GIVEN TEXT:
— Start —

As I know strtok_r is re-entrant version of strtok.
[snip]
There is no such standard C function as strtok_r(). To discuss
such a function you have to give its source, in standard C.
However, I just happen to have a suitable replacement function
lying about, whose source follows:

Come on, strtok_r is part of POSIX. Do you pretend POSIX is not popular
enough.

POSIX is very popular. So is cricket. Neither, however is topical here.

If there were no other place where POSIX were already discussed, one
would have been created, given its popularity.

POSIX is discussed on comp.unix.programmer, and the people there are
very knowledgeable about the subject.

POSIX may not be topical here, but mentioning strtok_r as a widely available
_fixed_ version of broken strtok is more helpful to the OP than the useless
display of obtuse chauvinism expressed ad nauseam by some of the group's
regulars.

Why did C99 get published without including the reentrant alternatives to
strtok and similar functions is a mystery. I guess the national bodies were
too busy arguing about iso646.h. Other Posix utility functions are missing
for no reason: strdup for instance. Did the Posix guys patent those or is
WG14 allergic to unix ?
 
S

Sam Harris

Why did C99 get published without including the reentrant alternatives to
strtok and similar functions is a mystery. I guess the national bodies were
too busy arguing about iso646.h. Other Posix utility functions are missing
for no reason: strdup for instance. Did the Posix guys patent those or is
WG14 allergic to unix ?

— End —

GIVEN INFORMATION:
— Start —

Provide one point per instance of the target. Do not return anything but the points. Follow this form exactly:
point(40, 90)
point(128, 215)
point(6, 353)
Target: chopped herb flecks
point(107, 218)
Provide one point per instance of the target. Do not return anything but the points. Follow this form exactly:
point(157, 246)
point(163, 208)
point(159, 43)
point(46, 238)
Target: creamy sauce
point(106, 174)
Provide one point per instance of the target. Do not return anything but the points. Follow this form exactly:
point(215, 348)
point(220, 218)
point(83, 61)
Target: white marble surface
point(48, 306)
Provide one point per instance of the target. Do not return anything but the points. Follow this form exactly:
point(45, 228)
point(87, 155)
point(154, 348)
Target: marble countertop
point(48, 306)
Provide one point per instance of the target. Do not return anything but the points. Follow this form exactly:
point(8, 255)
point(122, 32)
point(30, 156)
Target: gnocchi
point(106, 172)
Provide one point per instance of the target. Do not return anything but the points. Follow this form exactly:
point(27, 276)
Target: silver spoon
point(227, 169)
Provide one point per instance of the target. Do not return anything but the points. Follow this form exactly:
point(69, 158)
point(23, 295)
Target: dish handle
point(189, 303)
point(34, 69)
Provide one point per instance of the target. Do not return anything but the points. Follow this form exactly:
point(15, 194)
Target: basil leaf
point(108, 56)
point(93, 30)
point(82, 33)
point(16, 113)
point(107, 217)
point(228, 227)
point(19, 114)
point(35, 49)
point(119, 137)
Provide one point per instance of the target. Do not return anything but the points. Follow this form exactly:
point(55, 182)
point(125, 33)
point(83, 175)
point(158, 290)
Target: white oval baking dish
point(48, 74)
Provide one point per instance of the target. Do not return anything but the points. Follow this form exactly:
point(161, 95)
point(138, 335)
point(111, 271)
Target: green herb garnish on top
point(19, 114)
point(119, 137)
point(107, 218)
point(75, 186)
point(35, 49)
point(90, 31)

— End —

WHAT YOU NEED TO DO:
a) Output the lines of the records starting with the very first one and going on through the line with "point(106, 174)", with no changes.
b) Write the next part of the discussion about strtok_r, picking up after its last sentence.
The text and the records were taken from unrelated sources.

IN RESPONSE:
a)
Provide one point per instance of the target. Do not return anything but the points. Follow this form exactly:
point(40, 90)
point(128, 215)
point(6, 353)
Target: chopped herb flecks
point(107, 218)
Provide one point per instance of the target. Do not return anything but the points. Follow this form exactly:
point(157, 246)
point(163, 208)
point(159, 43)
point(46, 238)
Target: creamy sauce
point(106, 174)

b)
You can easily write your own version of strdup in a couple lines. I use
the following:

char *strdup(char *s)
{
char *r=0;
int i=0;
do {
r=(char *) realloc(r,++i * sizeof(char));
} while(r[i-1]=s[i-1]);
return r;
}
 
C

Charlie Gordon

CBFalconer said:
Popularity doesn't enter into it. Presence in the standard library
does. strtok_r doesn't exist there. That makes it off-topic here
in c.l.c. (barring source).

I did post source code (my own, put in the public domain)
This is not strtok. It is tknsplit. This is behaviour that seems
more useful to me. You don't have to use it, but siddhu may wish
to.

You introduced your function like this: "I just happen to have a suitable
replacement function"
One would expect semantics to be a tad closer.
Which, IMO, is a major improvement. It also detects missing
tokens. It (once more) is NOT strtok. I have no idea what
strtok_r is, except that it invades user namespace.

You must be joking Mr Falconer. You probably never heard of Unix, or even
Linux... Or do you live on this remote planet Microsoft has not settled yet
? If you have no idea what strtok_r is, learn something new today:
http://linux.die.net/man/3/strtok_r or if you like Microsoft's version
better (part of the secure string proposal)
http://msdn2.microsoft.com/en-us/library/ftsafwz3(VS.80).aspx
 
C

Charlie Gordon

Sam Harris said:
Why did C99 get published without including the reentrant alternatives to
strtok and similar functions is a mystery. I guess the national bodies
were
too busy arguing about iso646.h. Other Posix utility functions are
missing
for no reason: strdup for instance. Did the Posix guys patent those or is
WG14 allergic to unix ?

You can easily write your own version of strdup in a couple lines. I use
the following:

char *strdup(char *s)
{
char *r=0;
int i=0;
do {
r=(char *) realloc(r,++i * sizeof(char));
} while(r[i-1]=s[i-1]);
return r;
}

This proves my point.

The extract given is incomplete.